Please list every city named in the Mathias Herrmann text below as a place where he had theater engagements after his film debut.

* [Selected excerpt]
━━━━━━━━━━

= Mathias Herrmann =

German actor

Mathias Herrmann (born 16 July 1962 in Friedberg, West Germany) is a German television actor.

==Career==
He studied acting from 1983 to 1986 at the rewarded Otto-Falckenberg-School in Munich. Parallel to his studies he already played at the Munich Kammerspiele. His film debut he had given in 1987 in 	Ralf Huettner's successful movie The Girl with the Lighters.

After this, he had many engagements at theatres in Bremen, Bonn, Mannheim and Basel, where he played many leads in which he excited the audience, a.o. Prinz von Homburg, Clavigo, Der Stellvertreter and Ghetto. He got international attention with the lead role of captured German soldier Beck in the Dutch WW2 series De Partizanen (The Partisans), which received many awards and was nominated for an emmy. Shortly after this he also had a successful outcome in television in the ZDF series Ein Fall für Zwei. Millions of people were watching him in the role of Dr. Johannes Voss.

━━━━━━━━━━

* [Dataset records]
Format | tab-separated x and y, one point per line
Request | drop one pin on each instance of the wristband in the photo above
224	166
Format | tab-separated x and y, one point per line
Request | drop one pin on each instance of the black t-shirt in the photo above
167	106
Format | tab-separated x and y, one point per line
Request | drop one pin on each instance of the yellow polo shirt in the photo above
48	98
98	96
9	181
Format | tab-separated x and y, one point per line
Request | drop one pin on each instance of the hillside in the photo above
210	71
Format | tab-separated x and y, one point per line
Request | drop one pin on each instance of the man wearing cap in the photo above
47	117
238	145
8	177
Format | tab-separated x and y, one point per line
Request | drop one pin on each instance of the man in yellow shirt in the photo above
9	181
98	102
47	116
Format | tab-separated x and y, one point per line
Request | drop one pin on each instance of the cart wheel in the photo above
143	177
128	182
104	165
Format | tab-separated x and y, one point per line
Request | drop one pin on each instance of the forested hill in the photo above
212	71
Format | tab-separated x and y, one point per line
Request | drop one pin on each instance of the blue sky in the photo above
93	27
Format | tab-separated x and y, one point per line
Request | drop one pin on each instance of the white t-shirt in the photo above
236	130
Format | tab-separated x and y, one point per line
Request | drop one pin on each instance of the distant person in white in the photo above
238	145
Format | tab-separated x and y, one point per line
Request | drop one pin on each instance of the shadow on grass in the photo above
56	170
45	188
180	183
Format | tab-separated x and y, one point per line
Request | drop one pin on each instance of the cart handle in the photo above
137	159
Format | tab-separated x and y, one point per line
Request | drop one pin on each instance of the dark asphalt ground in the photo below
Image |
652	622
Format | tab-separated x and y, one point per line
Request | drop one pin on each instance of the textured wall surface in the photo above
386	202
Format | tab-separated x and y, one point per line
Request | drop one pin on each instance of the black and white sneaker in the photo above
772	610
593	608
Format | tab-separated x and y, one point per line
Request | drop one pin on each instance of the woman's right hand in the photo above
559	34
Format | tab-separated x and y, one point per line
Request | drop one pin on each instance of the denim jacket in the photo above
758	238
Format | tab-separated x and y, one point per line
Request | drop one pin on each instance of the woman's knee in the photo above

━━━━━━━━━━

* [Problem solution] Bremen, Bonn, Mannheim, Basel